Trecho da página
◇ ◇ ◇ ◇
STF rejeita ADC sobre base do PIS/Cofins, mas discussão ainda merece atenção
O ministro Nunes Marques, do STF, negou seguimento à ADC 98, ação proposta pela União para tentar obter uma definição ampla sobre a base de cálculo do PIS e da Cofins.
A controvérsia está ligada aos desdobramentos do Tema 69, a chamada “tese do século”, em que o STF decidiu que o ICMS não compõe a base de cálculo dessas contribuições. Depois desse julgamento, surgiram novas discussões buscando aplicar raciocínio semelhante a outros valores, como ISS, créditos presumidos de ICMS e o próprio PIS/Cofins em suas bases de cálculo.
Na ADC 98, a União buscava que o Supremo reconhecesse que a receita ou o faturamento das empresas deveria ser considerado sem a exclusão de despesas, inclusive tributárias. Também pretendia a suspensão nacional de processos relacionados a essas discussões.
◇ ◇ ◇ ◇
Dados registrados
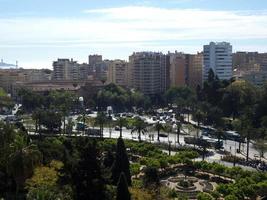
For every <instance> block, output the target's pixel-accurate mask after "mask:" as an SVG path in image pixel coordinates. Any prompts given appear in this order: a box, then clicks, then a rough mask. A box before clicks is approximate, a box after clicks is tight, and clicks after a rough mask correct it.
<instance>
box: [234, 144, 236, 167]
mask: <svg viewBox="0 0 267 200" xmlns="http://www.w3.org/2000/svg"><path fill="white" fill-rule="evenodd" d="M235 164H236V141H235V154H234V167H235Z"/></svg>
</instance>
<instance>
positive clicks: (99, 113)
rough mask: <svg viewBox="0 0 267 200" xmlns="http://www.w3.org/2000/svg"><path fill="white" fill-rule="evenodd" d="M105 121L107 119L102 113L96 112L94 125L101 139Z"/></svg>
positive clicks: (102, 135) (104, 113) (106, 119)
mask: <svg viewBox="0 0 267 200" xmlns="http://www.w3.org/2000/svg"><path fill="white" fill-rule="evenodd" d="M106 121H107V117H106V115H105V113H104V112H98V113H97V116H96V118H95V123H96V124H97V125H99V128H100V136H101V137H103V136H104V135H103V132H104V124H105V122H106Z"/></svg>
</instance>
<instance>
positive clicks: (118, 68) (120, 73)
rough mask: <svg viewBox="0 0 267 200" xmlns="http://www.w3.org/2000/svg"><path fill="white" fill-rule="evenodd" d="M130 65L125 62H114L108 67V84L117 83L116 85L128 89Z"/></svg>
mask: <svg viewBox="0 0 267 200" xmlns="http://www.w3.org/2000/svg"><path fill="white" fill-rule="evenodd" d="M127 68H128V63H127V62H126V61H123V60H113V61H111V62H110V63H109V65H108V76H107V82H108V83H115V84H116V85H119V86H122V87H127V85H128V84H127V79H128V73H127Z"/></svg>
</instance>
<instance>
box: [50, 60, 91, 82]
mask: <svg viewBox="0 0 267 200" xmlns="http://www.w3.org/2000/svg"><path fill="white" fill-rule="evenodd" d="M53 69H54V74H53V79H54V80H58V81H60V80H73V81H78V80H85V79H86V78H87V74H88V69H89V66H88V65H87V64H78V63H77V62H76V61H73V59H71V60H69V59H58V60H57V61H54V62H53Z"/></svg>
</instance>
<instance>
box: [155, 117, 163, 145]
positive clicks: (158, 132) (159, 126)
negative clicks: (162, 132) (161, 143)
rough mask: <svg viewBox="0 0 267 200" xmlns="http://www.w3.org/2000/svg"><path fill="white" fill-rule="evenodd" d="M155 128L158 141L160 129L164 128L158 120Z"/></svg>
mask: <svg viewBox="0 0 267 200" xmlns="http://www.w3.org/2000/svg"><path fill="white" fill-rule="evenodd" d="M155 130H156V131H157V133H158V141H160V140H159V136H160V131H161V130H164V126H163V125H162V124H161V123H159V121H158V122H157V123H156V124H155Z"/></svg>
◇ ◇ ◇ ◇
Questões para estudo
1. Repita, sem mudar nada, o texto sobre o PIS/Cofins desde "STF rejeita ADC" até "a essas discussões.", incluindo essas palavras.
2. Dê seguimento ao texto sobre o PIS/Cofins a partir do ponto em que ele para.
As linhas não têm nenhuma relação com o texto sobre o PIS/Cofins.

Resultados
1.
STF rejeita ADC sobre base do PIS/Cofins, mas discussão ainda merece atenção
O ministro Nunes Marques, do STF, negou seguimento à ADC 98, ação proposta pela União para tentar obter uma definição ampla sobre a base de cálculo do PIS e da Cofins.
A controvérsia está ligada aos desdobramentos do Tema 69, a chamada “tese do século”, em que o STF decidiu que o ICMS não compõe a base de cálculo dessas contribuições. Depois desse julgamento, surgiram novas discussões buscando aplicar raciocínio semelhante a outros valores, como ISS, créditos presumidos de ICMS e o próprio PIS/Cofins em suas bases de cálculo.
Na ADC 98, a União buscava que o Supremo reconhecesse que a receita ou o faturamento das empresas deveria ser considerado sem a exclusão de despesas, inclusive tributárias. Também pretendia a suspensão nacional de processos relacionados a essas discussões.

2.
O ministro Nunes Marques, porém, entendeu que a ação não era o instrumento adequado. Para o relator, não ficou demonstrada controvérsia judicial relevante especificamente sobre a constitucionalidade das leis indicadas. A decisão também destacou que a ADC não deve ser usada como forma de antecipar julgamentos de temas que já tramitam no STF sob repercussão geral.
Apesar da negativa de seguimento, a discussão não está encerrada: cabe recurso.
O tema merece acompanhamento porque uma eventual decisão favorável à União poderia ter efeitos práticos relevantes sobre disputas tributárias envolvendo a base de cálculo do PIS/Cofins, especialmente em relação à inclusão de tributos, benefícios fiscais e despesas empresariais. Para empresas e contribuintes, o resultado dessas discussões pode influenciar processos em andamento, avaliação de contingências e planejamento tributário.